▸ Source extract:
----

Linstedt, Ulf MD, PhD*; Zenz, Michael MD; Krull, Kirsten MD*; Häger, Dietrich MD*; Prengel, Andreas W. MD, PhD

doi: 10.1213/ANE.0b013e3181d27fb4
Critical Care, Trauma, and Resuscitation: Research Reports
Chinese Language Editions

PURPOSE: Some severe complications during percutaneous dilatational tracheostomy (PDT) may be related to poor visualization of tracheal structures. Subjectively, the bronchoscopical view obtained via a laryngeal mask airway (LMA) seems to be better than that obtained with an endotracheal tube (ETT). In this prospective, randomized study, we compared LMA and ETT as the ventilatory device during PDT mainly with respect to visualization of tracheal structures. The quality of ventilation and airway-related complications are also reported.

----

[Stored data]
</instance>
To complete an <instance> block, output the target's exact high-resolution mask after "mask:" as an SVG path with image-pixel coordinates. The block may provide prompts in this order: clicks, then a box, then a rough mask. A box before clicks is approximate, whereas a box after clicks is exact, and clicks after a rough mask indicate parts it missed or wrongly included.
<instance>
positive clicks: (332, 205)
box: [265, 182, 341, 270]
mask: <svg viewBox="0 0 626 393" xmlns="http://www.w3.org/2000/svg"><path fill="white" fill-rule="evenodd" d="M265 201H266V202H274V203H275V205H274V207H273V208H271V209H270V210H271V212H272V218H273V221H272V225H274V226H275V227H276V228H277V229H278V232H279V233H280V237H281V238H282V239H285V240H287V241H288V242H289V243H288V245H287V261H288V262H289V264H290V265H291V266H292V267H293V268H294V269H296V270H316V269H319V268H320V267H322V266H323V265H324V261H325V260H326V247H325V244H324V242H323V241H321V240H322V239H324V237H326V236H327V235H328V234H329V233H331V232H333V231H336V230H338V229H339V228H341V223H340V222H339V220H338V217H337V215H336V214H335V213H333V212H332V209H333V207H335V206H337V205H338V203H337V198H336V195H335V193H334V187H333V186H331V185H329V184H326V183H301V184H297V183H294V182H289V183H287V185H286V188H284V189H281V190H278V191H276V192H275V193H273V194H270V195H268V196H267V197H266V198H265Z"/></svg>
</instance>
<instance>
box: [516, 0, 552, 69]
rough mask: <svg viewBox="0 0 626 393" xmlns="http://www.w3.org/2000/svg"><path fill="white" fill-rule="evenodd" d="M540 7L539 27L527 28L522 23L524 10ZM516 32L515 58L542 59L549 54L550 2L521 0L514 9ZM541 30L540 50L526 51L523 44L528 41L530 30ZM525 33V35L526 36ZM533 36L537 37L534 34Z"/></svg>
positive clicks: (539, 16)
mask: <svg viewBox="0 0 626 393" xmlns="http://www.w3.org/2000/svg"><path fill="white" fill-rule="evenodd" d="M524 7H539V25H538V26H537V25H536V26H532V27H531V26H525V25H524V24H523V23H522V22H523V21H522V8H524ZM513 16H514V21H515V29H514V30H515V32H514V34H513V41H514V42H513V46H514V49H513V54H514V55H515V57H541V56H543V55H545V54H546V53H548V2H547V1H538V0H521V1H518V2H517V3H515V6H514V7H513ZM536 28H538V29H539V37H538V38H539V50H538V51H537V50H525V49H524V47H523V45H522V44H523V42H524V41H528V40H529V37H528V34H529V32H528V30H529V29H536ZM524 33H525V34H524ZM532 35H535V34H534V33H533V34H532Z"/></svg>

----

Which two ventilatory devices does the tracheostomy abstract compare during percutaneous dilatational tracheostomy?

▸ Reply to the exercise: A laryngeal mask airway (LMA) and an endotracheal tube (ETT).